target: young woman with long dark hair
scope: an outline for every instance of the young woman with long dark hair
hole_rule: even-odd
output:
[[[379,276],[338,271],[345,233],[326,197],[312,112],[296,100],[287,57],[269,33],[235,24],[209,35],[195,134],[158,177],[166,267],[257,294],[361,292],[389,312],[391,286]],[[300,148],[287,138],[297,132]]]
━━━━━━━━━━━━━━━━━━━━━━━━━━━━━━
[Assignment] Extract the data exactly as given.

[Solution below]
target: young woman with long dark hair
scope: an outline for every instance of the young woman with long dark hair
hole_rule: even-odd
output:
[[[379,276],[338,271],[345,233],[326,197],[312,112],[296,100],[287,57],[269,33],[235,24],[209,35],[195,134],[158,177],[166,267],[257,294],[361,292],[389,312],[391,286]],[[300,148],[287,138],[297,132]]]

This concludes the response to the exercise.